## SEITENTEXT
━━━━━━

Spitzelwispern in den Schweizer Bergen

■ Der Bremer Wissenschaftler Holger Böning untersucht die Schweizer Variation der Französischen Revolution

1789 wurde die Bastille gestürmt. Bis es in der Schweiz hie und da – dezentralistisch – zum Hissen Dutzender von Freiheitsbäumen kam, sollte es noch bis 1798 dauern. Umgewendete Zahlen, veränderte Situation. Zwar fraßen sich auch in der Schweiz Wirtschafts- und Finanzkrisen zuallererst in die Mägen der Ärmsten hinein. Doch Hunger und Not waren nicht so drückend wie in Frankreich. Außerdem galt es in der Schweiz eben keineswegs, neue, unbekannte Freiheiten zu erobern. Die alten, verbrieften, aber weggeschlossenen demokratischen Rechte wollten wieder zurückgewonnen werden.

Im 18. Jahrhundert spukte durch Europa noch immer die Idee von einer Schweiz herum, die mit einem Bein im Rousseau'schen Naturzustand steht. Deutsche und englische Reisende besuchten „Philosophenbauern“ und sogenannte „Landsgemeinden“, um Basisdemokratie und Gerechtigkeit zu studieren und euphorisch zu besingen – als würden Albrecht von Hallers pathetische Alpen das Land abschotten von den Eitelkeiten und Egoismen der Großstädte. Doch längst konzentrierten sich auch in der Schweiz politische und wirtschaftliche Privilegien in den Händen immer weniger Familien. Rechtsgleichheit war nicht mehr gewährleistet. Weder in den Städten noch in den Winkeln versteckter Bergkantone. „Verwaltungspatriziertum“ nennt Holger Böning diesen Einzug feudalistischer Atavismen in den modernen Verwaltungsapparat zur Durchsetzung zeitloser Ausbeutung.

Weil sich das Bergvolk nicht so wahnsinnig gern an seine post-rüttlischen Revolutionen erinnert, tut es der Meeranrainer Böning für sie. Er ist einer von drei wissenschaftlichen Mitarbeitern des bundesweit einzigartigen „Instituts für Deutsche Presseforschung“. Dort macht er so irrwitzige Dinge wie zum Beispiel das ganze Hamburger Zeitungswesen aufzuarbeiten, von der kleinen Kirchenbroschüre über das Fachblatt für Landwirte bis zur einflußreichen politischen Publikation.

Oder er erstellt schwergewichtige Sammelbände über leichtgewichtige Gebrauchsliteratur zur Belehrung des einfachen Volks.

━━━━━━

## AUFGABE
Bitte erklären Sie anhand des Artikels über die Schweizer Revolution in ein bis drei Sätzen, warum sich Holger Böning mit den Revolutionen der Schweiz befasst. Die Daten sind eigenständiges Material und gehören nicht zum Artikel.

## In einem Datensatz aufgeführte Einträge

━━━━━━

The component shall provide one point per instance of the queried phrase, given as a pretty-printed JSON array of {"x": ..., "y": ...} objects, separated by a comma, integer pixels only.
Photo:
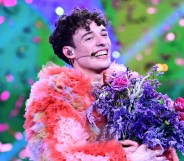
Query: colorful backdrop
[{"x": 143, "y": 33}]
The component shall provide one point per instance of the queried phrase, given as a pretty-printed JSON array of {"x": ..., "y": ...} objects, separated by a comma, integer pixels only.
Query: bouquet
[{"x": 135, "y": 110}]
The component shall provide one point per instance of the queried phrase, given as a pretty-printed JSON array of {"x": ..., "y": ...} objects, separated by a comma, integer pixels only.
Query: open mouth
[{"x": 101, "y": 53}]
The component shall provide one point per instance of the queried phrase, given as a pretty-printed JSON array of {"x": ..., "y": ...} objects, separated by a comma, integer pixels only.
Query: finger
[
  {"x": 158, "y": 152},
  {"x": 129, "y": 143},
  {"x": 142, "y": 147},
  {"x": 130, "y": 149}
]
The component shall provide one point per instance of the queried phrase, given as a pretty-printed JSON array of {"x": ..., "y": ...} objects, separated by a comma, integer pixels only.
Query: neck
[{"x": 94, "y": 76}]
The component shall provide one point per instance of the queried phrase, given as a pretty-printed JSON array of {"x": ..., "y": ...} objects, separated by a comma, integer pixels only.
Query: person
[{"x": 56, "y": 125}]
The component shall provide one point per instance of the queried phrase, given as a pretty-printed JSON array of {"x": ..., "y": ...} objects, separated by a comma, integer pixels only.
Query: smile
[{"x": 101, "y": 53}]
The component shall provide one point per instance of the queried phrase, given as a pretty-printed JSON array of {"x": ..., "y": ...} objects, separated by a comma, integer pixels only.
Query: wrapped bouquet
[{"x": 135, "y": 110}]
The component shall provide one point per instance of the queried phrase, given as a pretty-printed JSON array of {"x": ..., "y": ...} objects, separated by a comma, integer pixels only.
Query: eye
[
  {"x": 89, "y": 38},
  {"x": 104, "y": 34}
]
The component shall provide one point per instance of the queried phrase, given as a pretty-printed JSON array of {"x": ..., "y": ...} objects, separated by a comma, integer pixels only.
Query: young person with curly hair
[{"x": 56, "y": 124}]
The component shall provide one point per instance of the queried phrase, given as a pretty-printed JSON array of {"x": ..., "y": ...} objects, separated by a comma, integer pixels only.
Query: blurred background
[{"x": 143, "y": 33}]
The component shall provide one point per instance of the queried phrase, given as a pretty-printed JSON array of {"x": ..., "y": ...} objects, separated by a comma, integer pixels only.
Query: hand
[
  {"x": 129, "y": 146},
  {"x": 134, "y": 152}
]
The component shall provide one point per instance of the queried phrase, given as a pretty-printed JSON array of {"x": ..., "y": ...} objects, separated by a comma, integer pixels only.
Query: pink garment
[{"x": 56, "y": 126}]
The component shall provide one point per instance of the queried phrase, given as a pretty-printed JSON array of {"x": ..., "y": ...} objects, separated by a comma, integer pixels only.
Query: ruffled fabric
[{"x": 56, "y": 126}]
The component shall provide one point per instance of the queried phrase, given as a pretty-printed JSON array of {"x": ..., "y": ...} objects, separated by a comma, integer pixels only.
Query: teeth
[{"x": 104, "y": 52}]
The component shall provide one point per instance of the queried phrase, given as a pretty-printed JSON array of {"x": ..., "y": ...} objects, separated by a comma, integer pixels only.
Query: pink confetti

━━━━━━

## VOLLSTÄNDIGE ANTWORT
Die Schweizer erinnern sich nicht besonders gern an ihre Revolutionen nach dem Rütli. Deshalb übernimmt Böning, der selbst vom Meer stammt, diese Erinnerungsarbeit für sie.